# start of Records for the task

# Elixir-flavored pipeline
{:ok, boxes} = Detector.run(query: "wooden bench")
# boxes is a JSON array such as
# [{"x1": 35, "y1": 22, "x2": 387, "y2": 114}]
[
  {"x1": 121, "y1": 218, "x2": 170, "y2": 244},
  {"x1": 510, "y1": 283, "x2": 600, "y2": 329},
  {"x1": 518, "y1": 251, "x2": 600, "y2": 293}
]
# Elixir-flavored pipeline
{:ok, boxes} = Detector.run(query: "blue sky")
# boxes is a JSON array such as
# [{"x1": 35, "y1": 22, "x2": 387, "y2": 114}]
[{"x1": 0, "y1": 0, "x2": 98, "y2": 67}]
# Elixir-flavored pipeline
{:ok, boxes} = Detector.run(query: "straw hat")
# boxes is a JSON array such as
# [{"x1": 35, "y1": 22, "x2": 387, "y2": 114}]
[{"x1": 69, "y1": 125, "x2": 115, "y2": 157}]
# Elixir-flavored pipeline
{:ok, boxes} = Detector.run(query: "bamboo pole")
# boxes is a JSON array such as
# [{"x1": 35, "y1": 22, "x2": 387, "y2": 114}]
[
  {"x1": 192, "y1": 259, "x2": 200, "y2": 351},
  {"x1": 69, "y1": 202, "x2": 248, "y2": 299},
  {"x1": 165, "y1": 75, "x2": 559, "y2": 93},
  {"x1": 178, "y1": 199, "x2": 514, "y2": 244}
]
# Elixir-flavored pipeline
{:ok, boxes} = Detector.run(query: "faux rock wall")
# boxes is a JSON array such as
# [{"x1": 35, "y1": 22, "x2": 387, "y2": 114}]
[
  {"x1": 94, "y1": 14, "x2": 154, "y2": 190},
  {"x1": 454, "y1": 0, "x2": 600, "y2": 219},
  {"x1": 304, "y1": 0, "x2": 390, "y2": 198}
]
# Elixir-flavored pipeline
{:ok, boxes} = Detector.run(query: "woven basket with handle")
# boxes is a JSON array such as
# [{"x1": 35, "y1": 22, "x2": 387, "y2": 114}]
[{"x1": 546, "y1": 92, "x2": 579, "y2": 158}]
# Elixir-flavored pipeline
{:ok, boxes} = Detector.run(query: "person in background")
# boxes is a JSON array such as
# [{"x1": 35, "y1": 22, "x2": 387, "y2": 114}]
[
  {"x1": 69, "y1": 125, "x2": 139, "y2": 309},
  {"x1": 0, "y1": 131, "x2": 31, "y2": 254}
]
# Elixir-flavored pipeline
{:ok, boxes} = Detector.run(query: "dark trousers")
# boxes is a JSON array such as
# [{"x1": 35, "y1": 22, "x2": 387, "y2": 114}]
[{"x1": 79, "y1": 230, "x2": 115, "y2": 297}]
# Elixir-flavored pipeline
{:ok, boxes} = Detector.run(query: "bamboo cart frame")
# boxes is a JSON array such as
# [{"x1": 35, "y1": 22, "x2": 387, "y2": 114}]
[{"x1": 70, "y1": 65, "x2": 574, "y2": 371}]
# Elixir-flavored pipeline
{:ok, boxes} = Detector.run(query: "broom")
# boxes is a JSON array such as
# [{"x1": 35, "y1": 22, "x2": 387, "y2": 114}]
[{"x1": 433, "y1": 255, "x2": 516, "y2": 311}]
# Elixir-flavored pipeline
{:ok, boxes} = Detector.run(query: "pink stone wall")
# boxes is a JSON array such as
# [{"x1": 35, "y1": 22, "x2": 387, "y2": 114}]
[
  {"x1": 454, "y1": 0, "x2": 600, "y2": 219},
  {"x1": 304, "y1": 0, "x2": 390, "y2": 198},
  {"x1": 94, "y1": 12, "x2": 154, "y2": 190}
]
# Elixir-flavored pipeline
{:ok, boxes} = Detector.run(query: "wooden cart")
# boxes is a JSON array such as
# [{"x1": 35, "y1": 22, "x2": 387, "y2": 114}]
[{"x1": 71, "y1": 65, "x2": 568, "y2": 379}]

# end of Records for the task

• To be done: Please output every record, keeping each line exact.

• Full solution:
# Elixir-flavored pipeline
{:ok, boxes} = Detector.run(query: "wooden bench")
# boxes is a JSON array such as
# [{"x1": 35, "y1": 22, "x2": 387, "y2": 114}]
[
  {"x1": 121, "y1": 218, "x2": 170, "y2": 244},
  {"x1": 510, "y1": 283, "x2": 600, "y2": 329},
  {"x1": 518, "y1": 251, "x2": 600, "y2": 293}
]
# Elixir-flavored pipeline
{:ok, boxes} = Detector.run(query: "blue sky")
# boxes is a JSON array such as
# [{"x1": 35, "y1": 22, "x2": 387, "y2": 114}]
[{"x1": 0, "y1": 0, "x2": 98, "y2": 67}]
# Elixir-flavored pipeline
{:ok, boxes} = Detector.run(query: "straw hat")
# boxes is a JSON array such as
# [{"x1": 35, "y1": 22, "x2": 387, "y2": 114}]
[{"x1": 69, "y1": 125, "x2": 115, "y2": 157}]
# Elixir-flavored pipeline
{:ok, boxes} = Detector.run(query: "bamboo pole")
# boxes is a JSON array such as
# [{"x1": 35, "y1": 22, "x2": 387, "y2": 114}]
[
  {"x1": 192, "y1": 259, "x2": 200, "y2": 351},
  {"x1": 69, "y1": 202, "x2": 248, "y2": 299},
  {"x1": 165, "y1": 75, "x2": 559, "y2": 93},
  {"x1": 178, "y1": 199, "x2": 514, "y2": 244}
]
# Elixir-flavored pipeline
{:ok, boxes} = Detector.run(query: "faux rock wall")
# boxes is a JSON array such as
# [{"x1": 35, "y1": 22, "x2": 387, "y2": 114}]
[
  {"x1": 94, "y1": 14, "x2": 154, "y2": 190},
  {"x1": 454, "y1": 0, "x2": 600, "y2": 219},
  {"x1": 304, "y1": 0, "x2": 390, "y2": 198}
]
# Elixir-flavored pipeline
{:ok, boxes} = Detector.run(query: "woven basket with handle")
# boxes is a JSON array such as
# [{"x1": 35, "y1": 22, "x2": 387, "y2": 114}]
[{"x1": 546, "y1": 92, "x2": 579, "y2": 158}]
# Elixir-flavored pipeline
{:ok, boxes} = Detector.run(query: "person in background")
# boxes is a JSON array such as
# [{"x1": 35, "y1": 22, "x2": 387, "y2": 114}]
[
  {"x1": 69, "y1": 125, "x2": 139, "y2": 309},
  {"x1": 0, "y1": 131, "x2": 31, "y2": 254}
]
# Elixir-flavored pipeline
{:ok, boxes} = Detector.run(query: "dark trousers")
# boxes is a JSON array such as
# [{"x1": 35, "y1": 22, "x2": 387, "y2": 114}]
[{"x1": 79, "y1": 230, "x2": 115, "y2": 297}]
# Elixir-flavored pipeline
{:ok, boxes} = Detector.run(query: "bamboo cart frame")
# boxes is a JSON array such as
# [{"x1": 35, "y1": 22, "x2": 387, "y2": 114}]
[{"x1": 70, "y1": 65, "x2": 574, "y2": 371}]
# Elixir-flavored pipeline
{:ok, boxes} = Detector.run(query: "broom")
# boxes is a JSON array such as
# [{"x1": 35, "y1": 22, "x2": 387, "y2": 114}]
[{"x1": 433, "y1": 255, "x2": 516, "y2": 311}]
# Elixir-flavored pipeline
{:ok, boxes} = Detector.run(query: "pink stone wall")
# boxes is a JSON array such as
# [{"x1": 35, "y1": 22, "x2": 387, "y2": 114}]
[
  {"x1": 454, "y1": 0, "x2": 600, "y2": 219},
  {"x1": 304, "y1": 0, "x2": 390, "y2": 198},
  {"x1": 94, "y1": 12, "x2": 154, "y2": 190}
]
# Elixir-flavored pipeline
{:ok, boxes} = Detector.run(query: "wooden cart")
# boxes is a JSON array such as
# [{"x1": 35, "y1": 22, "x2": 387, "y2": 114}]
[{"x1": 71, "y1": 65, "x2": 568, "y2": 379}]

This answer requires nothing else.